▶ [Exercise A]: Copy the entries below verbatim, from their first line through the line containing "x=361 y=859", both lines included. Leave out everything after that line.

SC Tiligul-Tiras Tiraspol was a Moldovan football club based in Tiraspol. They played in the Divizia Naţională, the top division in Moldovan football. Their home stadium was Stadionul Municipal. Currently the club's football academy is associated with another Moldovan club FC Zaria Bălți and competes in football competitions as its reserve team in lower Moldovan leagues.

History

Names
 Spartak (1938 in Ukrainian SSR)
 Pischevik (1961–1962)
 Luceafărul (1963–1965)
 Dnestr (1967, 1968–1969)
 Energiya (1967)
 Start (1978)
 Avtomobilist (1979–1985)  
 Tekstilschik (1986–1989)
 Tiras (1990)
 Tiligul (1991–2003)
 Tiligul-Tiras (2004–2009)
 Olimpia-2-Tiligul (2009–2011)
 Olimpia-2 (2011–2014)
 Zaria-2 Bălți (2014–present)

Historical outlook
Tiligul Tiraspol was the original and oldest football team in Tiraspol, the capital of Transnistria. It was traditionally the city's only team, but in 2002 the team formerly known as Constructorul Chişinău moved to Tiraspol and changed its name to FC Tiraspol, and the same year FC Sheriff was founded as well, thus bringing the number of home teams to three. If the USSR had not dissolved, they would have played in the USSR Top League in 1992, because they were runners-up of the USSR First League in 1991. Since the establishment of the National championship, the club along with Zimbru Chişinău were main contenders for the top titles. With establishing of Sheriff Tiraspol, Tiligul has faded away and eventually creased its operations. Sheriff became the best club not only in the city but across the whole Republic of Moldova.

Among its most famous former players is Serghei Covalciuc, who was discovered in 1999 and was hired to play for Spartak Moscow.

▶ [Exercise B]: According to the text about the Tiligul-Tiras Tiraspol club, which club hired Serghei Covalciuc?

Named object pointing entries:
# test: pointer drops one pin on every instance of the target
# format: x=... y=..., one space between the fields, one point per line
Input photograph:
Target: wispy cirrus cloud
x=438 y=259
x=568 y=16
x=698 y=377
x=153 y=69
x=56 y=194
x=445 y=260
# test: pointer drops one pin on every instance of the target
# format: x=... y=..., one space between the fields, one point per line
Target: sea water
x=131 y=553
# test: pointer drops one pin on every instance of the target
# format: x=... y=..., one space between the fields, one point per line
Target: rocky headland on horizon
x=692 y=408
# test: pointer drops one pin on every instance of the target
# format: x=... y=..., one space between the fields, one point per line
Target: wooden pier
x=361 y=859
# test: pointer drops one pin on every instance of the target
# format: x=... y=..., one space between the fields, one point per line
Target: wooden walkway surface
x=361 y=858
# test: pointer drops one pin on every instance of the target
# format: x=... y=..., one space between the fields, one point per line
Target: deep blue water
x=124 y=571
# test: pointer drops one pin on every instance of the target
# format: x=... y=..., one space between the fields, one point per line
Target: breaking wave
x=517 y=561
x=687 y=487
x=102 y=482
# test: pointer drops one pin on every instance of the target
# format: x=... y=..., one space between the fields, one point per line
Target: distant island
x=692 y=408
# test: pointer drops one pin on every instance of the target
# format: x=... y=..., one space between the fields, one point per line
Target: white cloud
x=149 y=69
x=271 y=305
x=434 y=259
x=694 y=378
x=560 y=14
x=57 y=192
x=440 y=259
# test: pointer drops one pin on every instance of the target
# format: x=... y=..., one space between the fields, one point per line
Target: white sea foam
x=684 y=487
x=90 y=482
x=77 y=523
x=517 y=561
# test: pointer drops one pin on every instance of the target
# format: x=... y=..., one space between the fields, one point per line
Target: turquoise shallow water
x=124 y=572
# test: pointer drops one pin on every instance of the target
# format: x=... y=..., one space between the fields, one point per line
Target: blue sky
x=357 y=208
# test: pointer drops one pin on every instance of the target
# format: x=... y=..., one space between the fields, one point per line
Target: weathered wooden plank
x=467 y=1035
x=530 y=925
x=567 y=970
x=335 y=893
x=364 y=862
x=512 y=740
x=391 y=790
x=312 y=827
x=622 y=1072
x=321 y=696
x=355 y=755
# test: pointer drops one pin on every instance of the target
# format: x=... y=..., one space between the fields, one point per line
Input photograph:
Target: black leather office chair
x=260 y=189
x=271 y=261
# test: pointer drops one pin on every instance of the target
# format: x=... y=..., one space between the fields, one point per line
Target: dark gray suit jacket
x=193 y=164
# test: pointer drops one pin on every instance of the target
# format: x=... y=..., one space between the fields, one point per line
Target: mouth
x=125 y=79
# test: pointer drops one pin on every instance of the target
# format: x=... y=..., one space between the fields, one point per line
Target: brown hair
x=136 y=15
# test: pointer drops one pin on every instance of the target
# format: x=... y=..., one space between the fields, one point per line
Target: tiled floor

▶ [Exercise output A]:
# test: pointer drops one pin on every instance of the target
# format: x=... y=..., one space between the fields, one point per line
Input photograph:
Target: wispy cirrus cloud
x=438 y=259
x=568 y=16
x=698 y=377
x=153 y=69
x=56 y=194
x=445 y=260
# test: pointer drops one pin on every instance of the target
# format: x=... y=..., one space between the fields, one point per line
Target: sea water
x=131 y=553
# test: pointer drops one pin on every instance of the target
# format: x=... y=..., one space between the fields, one point per line
Target: rocky headland on horizon
x=692 y=408
# test: pointer drops one pin on every instance of the target
# format: x=... y=..., one space between the fields, one point per line
Target: wooden pier
x=361 y=859

▶ [Exercise output B]: Spartak Moscow